══ Excerpted passage ══

Once I had an unrequited love and I suffered fittingly. It took 2 years from the time I decided to stop the involvement,to finally be free of it.
I woke up every day of the first months in all consuming emotional pain, with no idea how or if it would ever end.
Looking back on that process, I see that the only way I got over it was to develop into another person. To try to change from within the paradigm which caused the problem in the first place was useless. No act of will could take away the hurt. I did everything I could to help myself get over it- introspection, keeping away from him, dream work, meaningful personal rituals- they all helped. By increments. But it was time and personal growth which changed me and ultimately freed me from the obsession.
Now I can recognise a similar situation coming from a mile away, and I am more aware of the danger. And though I’m not immune, I’ve changed in ways that make me less prone to recreating those types of situations.
I believe that some of the same principles can be applied to larger change processes, which are in essence matters of consciousness change. Many of us are now awake to the worldwide systems collapse taking place economically, environmentally and otherwise.
There is a huge groundswell of counter movements at grass roots level building alternatives to the inefficient mess so much of the world is in today. There are slow food and organic movements, a growing interest in permaculture, Earthships, non- traditional arts, new models for education, medicine, and community. In short, everything which is sustainable, resilient, clean and harmonious, as opposed to the corrupt, soulless, and violent society we’re living in.

═══

> _Assigned task 1_:
Answer these questions about the passage on getting over unrequited love.
(a) How long did it take the writer to finally be free of the involvement after deciding to stop it?
(b) What does the writer say ultimately freed them from the obsession?
(c) In what ways does the passage say the worldwide systems collapse is taking place?
> _Assigned task 2_:
Copy out word for word the part of the passage on getting over unrequited love between "There is a huge" and "we’re living in.", inclusive.

══ Data for review ══

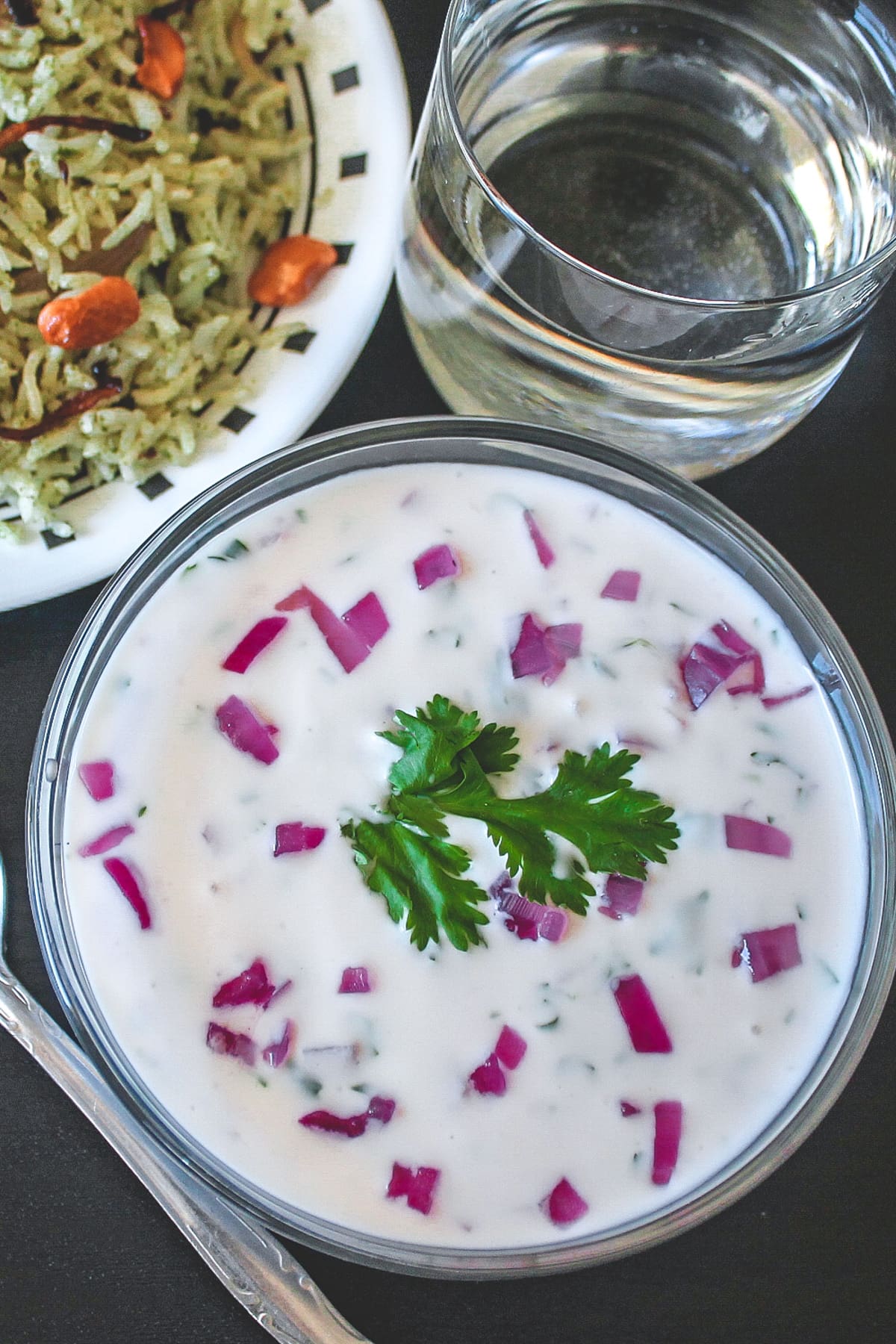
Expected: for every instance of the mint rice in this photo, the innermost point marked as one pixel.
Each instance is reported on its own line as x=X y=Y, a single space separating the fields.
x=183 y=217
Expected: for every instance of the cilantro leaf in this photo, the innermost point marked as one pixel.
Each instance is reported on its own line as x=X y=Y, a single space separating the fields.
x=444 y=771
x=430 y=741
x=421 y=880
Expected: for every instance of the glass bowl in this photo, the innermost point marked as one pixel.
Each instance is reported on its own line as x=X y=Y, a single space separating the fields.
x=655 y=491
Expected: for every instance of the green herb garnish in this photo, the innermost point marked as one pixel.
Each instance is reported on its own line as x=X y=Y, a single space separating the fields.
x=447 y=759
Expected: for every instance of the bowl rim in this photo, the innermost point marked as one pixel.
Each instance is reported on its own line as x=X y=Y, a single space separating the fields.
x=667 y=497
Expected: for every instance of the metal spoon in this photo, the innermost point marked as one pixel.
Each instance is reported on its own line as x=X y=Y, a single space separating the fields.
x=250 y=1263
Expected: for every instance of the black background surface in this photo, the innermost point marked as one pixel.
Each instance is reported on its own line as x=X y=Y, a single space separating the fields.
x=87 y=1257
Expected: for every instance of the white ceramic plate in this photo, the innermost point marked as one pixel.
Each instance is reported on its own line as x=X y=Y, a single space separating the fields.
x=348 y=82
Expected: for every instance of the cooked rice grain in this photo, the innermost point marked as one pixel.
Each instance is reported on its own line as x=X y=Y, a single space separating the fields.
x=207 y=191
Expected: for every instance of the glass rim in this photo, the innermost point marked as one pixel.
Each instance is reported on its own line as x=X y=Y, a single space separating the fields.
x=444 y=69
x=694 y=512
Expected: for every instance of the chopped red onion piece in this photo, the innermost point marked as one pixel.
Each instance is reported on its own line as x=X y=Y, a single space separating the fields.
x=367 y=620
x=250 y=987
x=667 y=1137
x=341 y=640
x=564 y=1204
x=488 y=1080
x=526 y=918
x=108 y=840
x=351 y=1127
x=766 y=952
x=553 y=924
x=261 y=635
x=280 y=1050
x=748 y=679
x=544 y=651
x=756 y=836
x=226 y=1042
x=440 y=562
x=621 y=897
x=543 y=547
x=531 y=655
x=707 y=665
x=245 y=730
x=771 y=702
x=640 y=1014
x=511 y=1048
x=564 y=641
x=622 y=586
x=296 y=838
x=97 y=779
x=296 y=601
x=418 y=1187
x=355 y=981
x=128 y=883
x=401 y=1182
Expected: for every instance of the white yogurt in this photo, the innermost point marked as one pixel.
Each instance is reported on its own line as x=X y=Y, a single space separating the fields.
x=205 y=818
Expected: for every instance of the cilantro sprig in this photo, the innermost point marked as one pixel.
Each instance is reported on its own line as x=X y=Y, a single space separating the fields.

═══

> _Worked solution 1_:
(a) 2 years.
(b) Time and personal growth.
(c) Economically, environmentally and otherwise.

> _Worked solution 2_:
There is a huge groundswell of counter movements at grass roots level building alternatives to the inefficient mess so much of the world is in today. There are slow food and organic movements, a growing interest in permaculture, Earthships, non- traditional arts, new models for education, medicine, and community. In short, everything which is sustainable, resilient, clean and harmonious, as opposed to the corrupt, soulless, and violent society we’re living in.